*Quoted passage*
+===+
Sample tweet processor (Azure Functions + Kafka)

The following sample includes an Azure Function (written in Python) that triggers as messages arrive at a local Kafka topic.

The Kafka topic is being populated by tweets and as the function triggers, it will populate a real-time Power BI dashboard (optional) with information on the tweet sentiment.

Pre-requisites

The following components are necessary for this tutorial:

Docker installed
Kubernetes cluster
KEDA installed on the cluster
Azure Functions core tools
A registered twitter application with associated consumer key + secret and access token + secret

You will need the Kubernetes cluster to deploy the local Kafka cluster where the tweets are published to. KEDA as well as the Azure Function runtime will also be installed on this Kubernetes cluster as well.

Objective of Sample

The objective of this sample is to demonstrate how to horizontally scale Azure function instances (pods) running on a Kubernetes cluster based on the number of tweets available at the target Kafka topic. The objective of the tutorial is not for demonstrating how to scale the Kafka cluster.
+===+
*Data block*

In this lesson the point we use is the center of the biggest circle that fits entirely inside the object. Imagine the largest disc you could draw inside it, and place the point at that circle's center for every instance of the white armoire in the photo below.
+===+
*What you should do*
Extend the tweet-processor sample for Azure Functions and Kafka, picking up after its final sentence about scaling the Kafka cluster.

*Result of this task*
If you already have a running Kafka cluster, you can specify the parameters for that cluster instead and skip the deployment of the Kafka cluster components from the Confluent Helm chart.

Setup

The below will walk you through creating a Kafka topic within your function, publishing your function to that cluster, and then publishing an agent to pull data from Twitter and publish it to Kafka. As the events land in Kafka, the function will automatically trigger and scale. Feel free to skip portions if they already exist in your cluster.

Clone the repo and navigate to it

git clone https://github.com/kedacore/sample-python-kafka-azure-function
cd sample-python-kafka-azure-function
func extensions install

Create a Kafka topic in your cluster

Install helm

Add the confluent helm repo

This step makes the Confluent repo available from your local Helm installation

helm repo add confluentinc https://confluentinc.github.io/cp-helm-charts/
helm repo update

Deploy the Confluent Kafka helm chart

The Confluent Helm chart contains the following 7 components necessary to spin up a Kafka cluster:

cp-control-center (used for monitoring and management by developers and operations teams)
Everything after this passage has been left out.